* Entries provided
##########

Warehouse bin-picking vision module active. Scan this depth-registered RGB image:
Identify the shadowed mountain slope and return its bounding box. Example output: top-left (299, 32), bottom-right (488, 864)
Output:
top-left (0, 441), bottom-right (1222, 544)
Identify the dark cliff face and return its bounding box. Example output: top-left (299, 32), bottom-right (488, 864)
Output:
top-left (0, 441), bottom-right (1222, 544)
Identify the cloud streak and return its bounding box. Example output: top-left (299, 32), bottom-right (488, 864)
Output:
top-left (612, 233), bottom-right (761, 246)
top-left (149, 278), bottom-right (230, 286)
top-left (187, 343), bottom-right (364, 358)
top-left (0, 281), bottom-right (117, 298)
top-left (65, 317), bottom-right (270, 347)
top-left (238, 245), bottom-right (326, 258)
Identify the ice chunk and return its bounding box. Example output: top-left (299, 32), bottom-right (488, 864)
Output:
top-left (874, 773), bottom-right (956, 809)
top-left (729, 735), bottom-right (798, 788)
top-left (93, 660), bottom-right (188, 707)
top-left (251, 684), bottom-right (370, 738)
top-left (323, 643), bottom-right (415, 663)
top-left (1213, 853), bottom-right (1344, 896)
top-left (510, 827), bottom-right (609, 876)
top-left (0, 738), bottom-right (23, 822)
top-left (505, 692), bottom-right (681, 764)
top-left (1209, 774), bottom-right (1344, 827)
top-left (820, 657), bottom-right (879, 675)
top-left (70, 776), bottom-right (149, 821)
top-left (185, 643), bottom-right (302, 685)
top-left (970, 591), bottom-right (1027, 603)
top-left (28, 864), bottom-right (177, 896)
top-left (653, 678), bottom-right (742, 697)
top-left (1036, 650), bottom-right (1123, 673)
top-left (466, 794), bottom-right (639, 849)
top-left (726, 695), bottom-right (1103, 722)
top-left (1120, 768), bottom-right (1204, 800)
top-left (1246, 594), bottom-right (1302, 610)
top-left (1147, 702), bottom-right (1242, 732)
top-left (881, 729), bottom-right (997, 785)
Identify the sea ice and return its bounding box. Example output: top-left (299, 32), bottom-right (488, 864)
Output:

##########

* Required work
Could you write out every one of the records above, word for word and in the same order?

* Correct output
Warehouse bin-picking vision module active. Scan this depth-registered RGB image:
Identify the shadowed mountain slope and return its bounding box. Example output: top-left (299, 32), bottom-right (488, 864)
Output:
top-left (0, 441), bottom-right (1222, 544)
Identify the dark cliff face and return its bounding box. Example output: top-left (299, 32), bottom-right (488, 864)
Output:
top-left (0, 441), bottom-right (1222, 544)
Identify the cloud streak and return its bounding box. Example output: top-left (299, 32), bottom-right (488, 864)
Output:
top-left (612, 233), bottom-right (761, 246)
top-left (149, 278), bottom-right (230, 286)
top-left (187, 343), bottom-right (364, 358)
top-left (0, 281), bottom-right (117, 298)
top-left (65, 317), bottom-right (270, 347)
top-left (238, 245), bottom-right (326, 258)
Identify the ice chunk and return its bounding box. Example output: top-left (299, 32), bottom-right (488, 864)
Output:
top-left (874, 773), bottom-right (956, 809)
top-left (729, 735), bottom-right (798, 788)
top-left (93, 660), bottom-right (188, 707)
top-left (251, 684), bottom-right (370, 738)
top-left (323, 643), bottom-right (415, 663)
top-left (1213, 853), bottom-right (1344, 896)
top-left (510, 827), bottom-right (609, 876)
top-left (0, 738), bottom-right (23, 822)
top-left (505, 692), bottom-right (681, 764)
top-left (1209, 774), bottom-right (1344, 827)
top-left (820, 657), bottom-right (879, 675)
top-left (70, 776), bottom-right (149, 821)
top-left (185, 643), bottom-right (302, 685)
top-left (970, 591), bottom-right (1027, 603)
top-left (28, 864), bottom-right (177, 896)
top-left (653, 678), bottom-right (742, 697)
top-left (1036, 650), bottom-right (1123, 673)
top-left (466, 794), bottom-right (639, 849)
top-left (726, 695), bottom-right (1103, 722)
top-left (1120, 768), bottom-right (1204, 800)
top-left (1246, 594), bottom-right (1302, 610)
top-left (1147, 702), bottom-right (1242, 732)
top-left (881, 729), bottom-right (997, 785)
Identify the sea ice and return its bounding box. Example output: top-left (299, 32), bottom-right (488, 864)
Output:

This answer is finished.